A few nights ago, Mama and I had a serious conversation. I had made a few mistakes and she knew it. She didn’t hop off the couch and embrace me. She didn’t tell me that all would be well. “But Mama,” I said, “it will be fine. It always is.” She looked at me with a stern face and told me truth. “Annie, this is an issue between you and God this will NOT be fine until you decide to change. It doesn’t even have to do with the other people. Just you. And God.” I thought about this, a grimace on my face, and I wanted to blame the people who had hurt me. Yet I knew she was right. She continued, “You need to fix this. You need to let God fix this in you.” I asked her, “Are you mad at me, Mama?” She replied, “No, but I’m very concerned. I just don’t want anything to stand between you and the plans that God has for you.” She asked me to rise higher than my hurt and to stop sinning out of pain. Her wisdom was not full of anger, but full of hope. Mama forgave my mistakes and spoke truth into my future.

= = = = =

### Written instruction 1
Translate this sentence from the account of the conversation with Mama into Spanish: "Her wisdom was not full of anger, but full of hope."
### Written instruction 2
Continue the account of the serious conversation with Mama, starting right after its final sentence.

### Information given
= = = = =

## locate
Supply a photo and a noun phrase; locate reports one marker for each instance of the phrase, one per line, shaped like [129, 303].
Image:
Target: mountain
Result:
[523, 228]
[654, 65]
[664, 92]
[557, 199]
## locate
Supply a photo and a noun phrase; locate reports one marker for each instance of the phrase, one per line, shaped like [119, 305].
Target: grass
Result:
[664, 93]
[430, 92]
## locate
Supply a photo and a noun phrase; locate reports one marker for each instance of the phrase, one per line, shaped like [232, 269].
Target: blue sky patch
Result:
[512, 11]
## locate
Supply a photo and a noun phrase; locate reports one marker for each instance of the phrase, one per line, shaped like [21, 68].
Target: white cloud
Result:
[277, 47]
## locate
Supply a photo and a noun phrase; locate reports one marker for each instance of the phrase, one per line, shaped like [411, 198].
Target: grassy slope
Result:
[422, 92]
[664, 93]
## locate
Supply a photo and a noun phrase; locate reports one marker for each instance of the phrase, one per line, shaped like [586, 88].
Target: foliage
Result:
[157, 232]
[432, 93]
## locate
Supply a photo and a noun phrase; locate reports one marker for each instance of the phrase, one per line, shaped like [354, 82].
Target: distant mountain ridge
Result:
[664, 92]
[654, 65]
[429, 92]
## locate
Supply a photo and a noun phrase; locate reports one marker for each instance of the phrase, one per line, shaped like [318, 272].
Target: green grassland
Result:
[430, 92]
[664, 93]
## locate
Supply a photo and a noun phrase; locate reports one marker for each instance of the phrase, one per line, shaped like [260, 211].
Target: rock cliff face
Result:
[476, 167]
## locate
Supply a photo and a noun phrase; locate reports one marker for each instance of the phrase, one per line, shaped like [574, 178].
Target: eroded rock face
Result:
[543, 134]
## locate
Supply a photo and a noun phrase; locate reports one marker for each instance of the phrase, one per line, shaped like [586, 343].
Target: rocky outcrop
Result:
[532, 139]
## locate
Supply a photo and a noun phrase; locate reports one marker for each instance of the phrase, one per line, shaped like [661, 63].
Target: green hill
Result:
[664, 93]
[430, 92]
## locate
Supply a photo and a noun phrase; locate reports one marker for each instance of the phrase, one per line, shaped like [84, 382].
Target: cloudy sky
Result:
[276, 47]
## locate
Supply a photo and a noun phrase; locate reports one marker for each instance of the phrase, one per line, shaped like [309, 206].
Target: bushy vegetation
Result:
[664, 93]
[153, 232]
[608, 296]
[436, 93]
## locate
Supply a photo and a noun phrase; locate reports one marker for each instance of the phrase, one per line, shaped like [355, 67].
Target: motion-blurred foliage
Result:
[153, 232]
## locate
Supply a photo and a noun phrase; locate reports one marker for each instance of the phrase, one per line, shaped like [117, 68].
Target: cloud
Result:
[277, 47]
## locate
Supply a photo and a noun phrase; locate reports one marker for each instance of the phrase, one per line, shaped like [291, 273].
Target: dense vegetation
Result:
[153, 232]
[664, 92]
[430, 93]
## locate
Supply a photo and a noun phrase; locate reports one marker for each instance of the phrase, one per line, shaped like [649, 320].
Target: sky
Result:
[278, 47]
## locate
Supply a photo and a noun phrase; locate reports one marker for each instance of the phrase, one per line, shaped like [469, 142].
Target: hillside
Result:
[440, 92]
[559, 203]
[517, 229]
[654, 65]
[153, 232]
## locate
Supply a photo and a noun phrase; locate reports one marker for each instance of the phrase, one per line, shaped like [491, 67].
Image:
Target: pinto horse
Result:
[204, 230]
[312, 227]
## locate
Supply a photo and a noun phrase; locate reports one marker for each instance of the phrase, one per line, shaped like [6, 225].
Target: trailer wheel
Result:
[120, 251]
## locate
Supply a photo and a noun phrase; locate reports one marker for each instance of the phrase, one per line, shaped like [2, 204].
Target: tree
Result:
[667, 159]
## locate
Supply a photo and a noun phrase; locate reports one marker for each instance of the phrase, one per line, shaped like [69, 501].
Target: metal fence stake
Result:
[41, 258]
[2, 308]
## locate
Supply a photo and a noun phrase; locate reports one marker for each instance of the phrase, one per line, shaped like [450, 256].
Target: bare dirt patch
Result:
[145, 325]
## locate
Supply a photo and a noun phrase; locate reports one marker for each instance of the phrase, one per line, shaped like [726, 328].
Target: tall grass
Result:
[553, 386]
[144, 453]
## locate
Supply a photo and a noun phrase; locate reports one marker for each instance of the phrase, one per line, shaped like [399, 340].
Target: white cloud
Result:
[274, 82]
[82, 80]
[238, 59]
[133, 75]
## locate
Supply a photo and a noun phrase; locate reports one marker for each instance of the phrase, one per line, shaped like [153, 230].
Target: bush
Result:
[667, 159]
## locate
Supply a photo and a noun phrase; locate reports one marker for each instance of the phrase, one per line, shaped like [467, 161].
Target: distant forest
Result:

= = = = =

### Answer 1
Su sabiduría no estaba llena de ira, sino llena de esperanza.

### Answer 2
Just like God.
How does she do it? Why did she never roll my sweaty self off her expensive couch? Why doesn’t she assign someone else to do the dishes or load the Tupperware? Why does she forgive my repeated mistakes? Why in the world did she get my oil changed?
Because she wants to love me, love our family, just like God does.
There is no one I know that has a heart for God like Mama. She wakes up early every morning to seek Him, to pray for us, to be nearer to Him. She depends on Him for everything. She does none of this out of her own strength. That would have run out long before the delicious Thanksgiving leftovers. Her strength comes from depending on His strength. Her love comes from knowing His love. She lives out of the life of God in her.
I have watched my mother through the years. As the oldest child in the family, I am blessed to have no other role model but her. So I watched, and I decided not only what I wanted to be, but who I wanted to be. She is a woman who has filled many roles – successful lawyer, classroom mom, Bible study teacher, brave small business owner, family genealogist, PTA president and many more. But there are no roles as respectable and honorable as her role as a God-seeking mother. My God-seeking mother.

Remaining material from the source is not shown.